• _PROBLEM TO SOLVE_:
Could you pick up the text on Veterans switching from biosimilars back to reference biologics and continue it past its last sentence?

Switching back from a biosimilar to its reference biologic product was not only rare among a cohort of Veterans Affairs patients, but investigators observed that there were no distinct trends of rationale as to why a patient would switch back.
In new data from an abstract presented at the International Conference on Pharmacoepidemiology and Therapeutic Risk Management (ICPE) Annual Meeting this year, a team of US-based investigators reported data inconclusive to the notion that Veteran patients would primarily switch from a biosimilar product back to its reference biologic product due to a lack of efficacy or safety with the cost-efficient option.

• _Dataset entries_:
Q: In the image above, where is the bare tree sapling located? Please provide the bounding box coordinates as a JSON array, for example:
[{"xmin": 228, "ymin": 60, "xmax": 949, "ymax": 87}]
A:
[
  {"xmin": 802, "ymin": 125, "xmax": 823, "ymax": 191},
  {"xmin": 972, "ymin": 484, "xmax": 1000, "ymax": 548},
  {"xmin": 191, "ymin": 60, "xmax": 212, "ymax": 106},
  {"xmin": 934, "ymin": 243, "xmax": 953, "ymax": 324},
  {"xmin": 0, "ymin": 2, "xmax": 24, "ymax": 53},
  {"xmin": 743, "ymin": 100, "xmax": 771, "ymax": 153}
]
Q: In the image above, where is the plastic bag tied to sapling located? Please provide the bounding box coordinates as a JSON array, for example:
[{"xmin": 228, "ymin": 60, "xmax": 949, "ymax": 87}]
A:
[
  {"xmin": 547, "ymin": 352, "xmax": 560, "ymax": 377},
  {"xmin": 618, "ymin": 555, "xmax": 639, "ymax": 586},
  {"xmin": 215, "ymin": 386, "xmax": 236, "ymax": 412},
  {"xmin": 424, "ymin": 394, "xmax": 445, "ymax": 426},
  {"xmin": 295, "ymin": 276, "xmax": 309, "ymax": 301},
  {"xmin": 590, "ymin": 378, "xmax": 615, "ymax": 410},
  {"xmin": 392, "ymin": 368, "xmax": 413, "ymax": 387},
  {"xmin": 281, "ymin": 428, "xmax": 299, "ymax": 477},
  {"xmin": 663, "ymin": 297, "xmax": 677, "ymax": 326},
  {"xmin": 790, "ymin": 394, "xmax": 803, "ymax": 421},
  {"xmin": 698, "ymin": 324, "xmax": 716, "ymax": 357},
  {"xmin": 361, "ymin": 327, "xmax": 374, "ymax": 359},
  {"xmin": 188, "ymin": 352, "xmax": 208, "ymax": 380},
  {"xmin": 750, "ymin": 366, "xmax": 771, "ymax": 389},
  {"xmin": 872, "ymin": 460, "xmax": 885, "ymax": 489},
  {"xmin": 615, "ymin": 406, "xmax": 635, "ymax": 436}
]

• _OUTPUT FOR THIS EXERCISE_:
Led by Kelly M. Bryan, of the Veterans Affairs (VA) Center for Medication Center, investigators conducted their pilot study to define and quantify the rationale for switchback to a reference biologic product from a biosimilar among a VA patient cohort. Their research considered the real-world application and outcomes of the nonmedical switching practices, wherein patients stable on reference biologic products are given the opportunity to save on treatment costs with proven biosimilar options that help maintain disease management.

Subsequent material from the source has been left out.